Write out the whole listing again, exactly as given.

--- BEGIN ---

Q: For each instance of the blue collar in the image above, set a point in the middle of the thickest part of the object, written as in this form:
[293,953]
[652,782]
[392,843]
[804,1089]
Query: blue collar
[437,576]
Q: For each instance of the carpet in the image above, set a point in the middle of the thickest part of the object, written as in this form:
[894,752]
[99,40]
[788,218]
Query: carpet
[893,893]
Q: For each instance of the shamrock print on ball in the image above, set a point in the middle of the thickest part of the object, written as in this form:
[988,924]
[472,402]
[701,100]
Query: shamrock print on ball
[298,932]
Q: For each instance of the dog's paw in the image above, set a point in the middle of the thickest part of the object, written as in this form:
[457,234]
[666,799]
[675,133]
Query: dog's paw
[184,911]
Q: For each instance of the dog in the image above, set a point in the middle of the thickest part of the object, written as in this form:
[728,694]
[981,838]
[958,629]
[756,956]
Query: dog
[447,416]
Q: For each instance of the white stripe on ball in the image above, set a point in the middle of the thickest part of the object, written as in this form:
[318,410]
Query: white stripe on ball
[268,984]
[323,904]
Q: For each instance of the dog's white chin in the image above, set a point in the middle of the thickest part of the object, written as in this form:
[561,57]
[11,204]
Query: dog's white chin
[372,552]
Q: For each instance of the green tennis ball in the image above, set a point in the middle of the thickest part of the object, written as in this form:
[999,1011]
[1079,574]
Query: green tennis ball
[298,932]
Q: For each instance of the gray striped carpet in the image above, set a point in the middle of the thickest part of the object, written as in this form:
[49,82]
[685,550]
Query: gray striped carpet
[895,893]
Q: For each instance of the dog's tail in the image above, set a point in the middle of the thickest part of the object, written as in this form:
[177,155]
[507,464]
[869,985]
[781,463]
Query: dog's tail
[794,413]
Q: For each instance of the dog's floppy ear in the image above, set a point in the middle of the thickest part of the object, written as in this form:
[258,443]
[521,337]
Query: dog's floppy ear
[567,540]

--- END ---

| The reply |
Q: For each instance of the blue collar in the image above, set a point in the middle of the thickest part of the object, written as in this form:
[293,953]
[652,782]
[392,843]
[804,1089]
Query: blue collar
[437,576]
Q: For each instance of the carpet in the image above, set a point in the middle of the thickest part of the object, written as in this form:
[894,752]
[99,40]
[788,218]
Query: carpet
[893,893]
Q: For each instance of the shamrock print on ball in the image above, set a point in the middle of the thickest part of the object, written as in this form:
[988,924]
[472,402]
[701,100]
Query: shamrock print on ball
[298,932]
Q: For each instance of the dog's paw in the image above, set a point in the middle of the thickest part of the object, written as in this form:
[457,234]
[666,799]
[675,133]
Query: dog's paw
[184,911]
Q: For each instance of the dog in the image above, set a point in the middle of the thickest part of the object, written as in this form:
[728,694]
[981,838]
[958,629]
[756,956]
Query: dog
[447,416]
Q: For each instance of the white stripe on ball in the image above, set a point in the middle of the thickest part of the object, written as in this form:
[318,410]
Query: white stripe on ball
[268,984]
[323,904]
Q: For each instance of the dog's white chin in the image above, set a point in the middle of the thickest part of the object, written as in this form:
[561,57]
[11,204]
Query: dog's white chin
[372,552]
Q: For each instance of the green tennis ball in the image above, set a point in the middle of the thickest part of the object, written as in this form:
[999,1011]
[1079,574]
Query: green tennis ball
[298,932]
Q: For each instance of the gray striped carpet in the image above, set a point in the middle of the thickest part of the object, written as in this form:
[49,82]
[685,550]
Query: gray striped carpet
[895,893]
Q: For each instance of the dog's tail in the image above, set a point in the middle of the thickest part of the object, written as in this form:
[177,155]
[507,464]
[869,985]
[781,463]
Query: dog's tail
[794,413]
Q: For each instance of the dog's floppy ear in the image above, set a point in the middle of the thickest part of the object, written as in this form:
[258,443]
[521,337]
Query: dog's floppy ear
[567,540]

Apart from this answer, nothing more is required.